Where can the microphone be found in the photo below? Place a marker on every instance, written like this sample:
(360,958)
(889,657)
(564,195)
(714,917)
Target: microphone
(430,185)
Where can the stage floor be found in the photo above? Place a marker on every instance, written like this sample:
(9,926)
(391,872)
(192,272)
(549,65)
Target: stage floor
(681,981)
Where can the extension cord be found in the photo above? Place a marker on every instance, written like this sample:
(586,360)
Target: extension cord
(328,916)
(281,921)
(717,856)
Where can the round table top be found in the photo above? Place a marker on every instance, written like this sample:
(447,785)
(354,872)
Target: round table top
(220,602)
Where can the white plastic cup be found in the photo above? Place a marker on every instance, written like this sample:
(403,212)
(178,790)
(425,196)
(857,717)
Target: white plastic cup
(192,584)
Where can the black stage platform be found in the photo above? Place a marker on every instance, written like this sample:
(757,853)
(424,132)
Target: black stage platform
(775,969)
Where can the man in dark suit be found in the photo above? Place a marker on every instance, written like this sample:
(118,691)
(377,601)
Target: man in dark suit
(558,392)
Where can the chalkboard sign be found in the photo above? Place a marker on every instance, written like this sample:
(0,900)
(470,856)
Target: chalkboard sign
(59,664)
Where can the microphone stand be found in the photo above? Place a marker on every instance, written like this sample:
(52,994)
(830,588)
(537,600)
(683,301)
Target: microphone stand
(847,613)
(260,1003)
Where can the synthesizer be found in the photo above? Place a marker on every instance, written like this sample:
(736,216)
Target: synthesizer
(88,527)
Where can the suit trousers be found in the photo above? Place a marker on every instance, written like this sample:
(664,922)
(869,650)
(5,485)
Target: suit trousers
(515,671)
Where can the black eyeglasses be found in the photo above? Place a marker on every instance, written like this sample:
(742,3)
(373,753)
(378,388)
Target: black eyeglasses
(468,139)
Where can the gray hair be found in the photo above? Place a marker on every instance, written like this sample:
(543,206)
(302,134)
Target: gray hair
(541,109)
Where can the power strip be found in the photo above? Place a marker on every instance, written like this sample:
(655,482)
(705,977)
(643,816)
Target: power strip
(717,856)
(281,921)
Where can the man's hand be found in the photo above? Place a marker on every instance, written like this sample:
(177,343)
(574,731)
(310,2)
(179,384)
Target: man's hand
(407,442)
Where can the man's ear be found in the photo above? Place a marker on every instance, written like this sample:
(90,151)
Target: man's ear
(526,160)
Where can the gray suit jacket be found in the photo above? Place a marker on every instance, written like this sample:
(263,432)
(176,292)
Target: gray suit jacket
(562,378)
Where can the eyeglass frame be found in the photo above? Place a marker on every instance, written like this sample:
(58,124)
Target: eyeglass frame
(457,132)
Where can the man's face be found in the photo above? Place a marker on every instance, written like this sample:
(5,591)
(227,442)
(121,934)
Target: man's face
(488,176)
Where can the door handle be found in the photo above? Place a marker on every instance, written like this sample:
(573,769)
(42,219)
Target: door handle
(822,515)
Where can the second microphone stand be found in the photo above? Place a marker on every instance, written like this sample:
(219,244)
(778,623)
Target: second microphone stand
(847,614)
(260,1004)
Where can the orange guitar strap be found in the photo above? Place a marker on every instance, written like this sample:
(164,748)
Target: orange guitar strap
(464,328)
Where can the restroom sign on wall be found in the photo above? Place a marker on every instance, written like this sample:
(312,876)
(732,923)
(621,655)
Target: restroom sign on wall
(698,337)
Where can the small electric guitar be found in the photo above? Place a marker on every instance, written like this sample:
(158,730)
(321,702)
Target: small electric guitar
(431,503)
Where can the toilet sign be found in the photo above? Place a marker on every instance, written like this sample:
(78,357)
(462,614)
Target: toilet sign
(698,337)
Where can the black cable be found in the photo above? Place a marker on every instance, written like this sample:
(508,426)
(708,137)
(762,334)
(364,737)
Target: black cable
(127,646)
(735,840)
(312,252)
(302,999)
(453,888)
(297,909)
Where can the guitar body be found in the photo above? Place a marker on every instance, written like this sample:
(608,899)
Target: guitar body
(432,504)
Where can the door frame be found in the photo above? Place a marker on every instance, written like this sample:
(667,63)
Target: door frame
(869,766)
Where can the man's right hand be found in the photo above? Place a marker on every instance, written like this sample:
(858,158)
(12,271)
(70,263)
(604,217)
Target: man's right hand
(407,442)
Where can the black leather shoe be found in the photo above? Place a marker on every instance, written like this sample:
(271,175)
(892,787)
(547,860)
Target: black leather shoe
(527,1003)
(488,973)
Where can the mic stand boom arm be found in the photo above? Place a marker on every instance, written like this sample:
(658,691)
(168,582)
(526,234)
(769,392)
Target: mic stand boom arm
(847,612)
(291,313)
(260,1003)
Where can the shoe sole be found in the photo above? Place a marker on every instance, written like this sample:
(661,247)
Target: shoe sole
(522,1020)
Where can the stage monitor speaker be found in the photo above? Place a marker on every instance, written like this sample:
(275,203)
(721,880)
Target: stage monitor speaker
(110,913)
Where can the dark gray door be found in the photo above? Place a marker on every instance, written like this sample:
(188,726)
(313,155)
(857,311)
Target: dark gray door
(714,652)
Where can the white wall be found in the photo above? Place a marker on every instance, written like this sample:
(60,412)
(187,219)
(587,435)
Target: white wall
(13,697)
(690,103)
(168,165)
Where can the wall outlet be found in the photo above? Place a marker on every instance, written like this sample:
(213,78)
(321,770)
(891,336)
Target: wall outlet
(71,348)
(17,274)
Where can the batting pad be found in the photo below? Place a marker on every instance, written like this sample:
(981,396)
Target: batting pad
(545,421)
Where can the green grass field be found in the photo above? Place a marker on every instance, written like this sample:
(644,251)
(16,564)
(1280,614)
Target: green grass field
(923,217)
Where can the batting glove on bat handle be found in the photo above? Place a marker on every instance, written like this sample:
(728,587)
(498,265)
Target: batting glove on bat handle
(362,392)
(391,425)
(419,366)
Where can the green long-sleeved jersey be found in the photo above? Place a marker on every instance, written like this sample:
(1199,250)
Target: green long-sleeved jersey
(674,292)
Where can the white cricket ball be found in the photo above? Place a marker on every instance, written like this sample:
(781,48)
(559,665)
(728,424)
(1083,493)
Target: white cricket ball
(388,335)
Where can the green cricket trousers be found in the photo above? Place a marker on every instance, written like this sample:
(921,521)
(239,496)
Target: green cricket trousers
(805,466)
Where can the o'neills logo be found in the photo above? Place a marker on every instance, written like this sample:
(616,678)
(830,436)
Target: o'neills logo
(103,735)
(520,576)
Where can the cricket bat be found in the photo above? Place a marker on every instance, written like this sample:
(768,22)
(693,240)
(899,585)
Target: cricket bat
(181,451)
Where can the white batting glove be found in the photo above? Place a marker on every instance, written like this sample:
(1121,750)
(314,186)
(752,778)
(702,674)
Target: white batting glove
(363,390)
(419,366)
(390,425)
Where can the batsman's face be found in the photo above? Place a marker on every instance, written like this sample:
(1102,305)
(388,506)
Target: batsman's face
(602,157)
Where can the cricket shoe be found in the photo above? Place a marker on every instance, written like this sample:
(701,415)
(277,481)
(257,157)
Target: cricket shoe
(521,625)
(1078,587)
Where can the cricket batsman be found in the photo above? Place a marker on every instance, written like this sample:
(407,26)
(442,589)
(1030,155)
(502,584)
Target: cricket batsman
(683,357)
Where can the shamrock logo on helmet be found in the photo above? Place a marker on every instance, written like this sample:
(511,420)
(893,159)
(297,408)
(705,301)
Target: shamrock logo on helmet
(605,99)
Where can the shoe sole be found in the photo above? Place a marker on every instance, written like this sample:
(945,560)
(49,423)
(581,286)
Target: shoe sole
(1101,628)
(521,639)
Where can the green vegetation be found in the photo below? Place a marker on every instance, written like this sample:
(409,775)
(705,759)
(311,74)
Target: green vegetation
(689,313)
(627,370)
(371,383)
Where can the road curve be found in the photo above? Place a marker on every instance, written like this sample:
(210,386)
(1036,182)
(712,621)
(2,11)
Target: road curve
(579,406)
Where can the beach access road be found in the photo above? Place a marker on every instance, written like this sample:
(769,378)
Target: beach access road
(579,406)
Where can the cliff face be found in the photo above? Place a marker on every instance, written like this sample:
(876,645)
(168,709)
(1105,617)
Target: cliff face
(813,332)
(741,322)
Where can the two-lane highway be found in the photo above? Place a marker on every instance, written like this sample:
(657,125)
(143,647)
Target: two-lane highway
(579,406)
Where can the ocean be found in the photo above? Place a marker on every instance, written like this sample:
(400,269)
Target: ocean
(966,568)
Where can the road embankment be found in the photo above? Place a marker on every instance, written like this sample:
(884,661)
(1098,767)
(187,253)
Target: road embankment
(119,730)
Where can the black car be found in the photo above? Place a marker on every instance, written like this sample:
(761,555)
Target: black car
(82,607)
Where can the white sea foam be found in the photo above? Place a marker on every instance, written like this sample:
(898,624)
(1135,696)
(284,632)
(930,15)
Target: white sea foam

> Goal
Extract exactly the lines between the line containing "Where can the cliff" and the end of the data, including both.

> Task result
Where can the cliff face be found in the photo above? Place a marker on every instance, written like this sample:
(876,645)
(168,709)
(1105,617)
Target: cliff face
(813,332)
(741,322)
Where can the two-lane highway be found in the photo above? Place a marker on every instance, written like this sample:
(657,125)
(143,647)
Target: two-lane highway
(579,406)
Where can the ocean be found in the photo above? Place a marker on every instance, written like this sample:
(400,269)
Target: ocean
(966,568)
Where can the road embankment be found in the photo above? Place a marker on every instance, written like this sample:
(884,661)
(1098,767)
(187,253)
Target: road embankment
(119,730)
Where can the black car be found in the photo above? Place a marker on every instance, written like this sample:
(761,555)
Target: black car
(82,607)
Where can the white sea foam be found in the photo above? Place a marker on every instance, written like this sample:
(898,624)
(1135,696)
(284,632)
(930,15)
Target: white sea foam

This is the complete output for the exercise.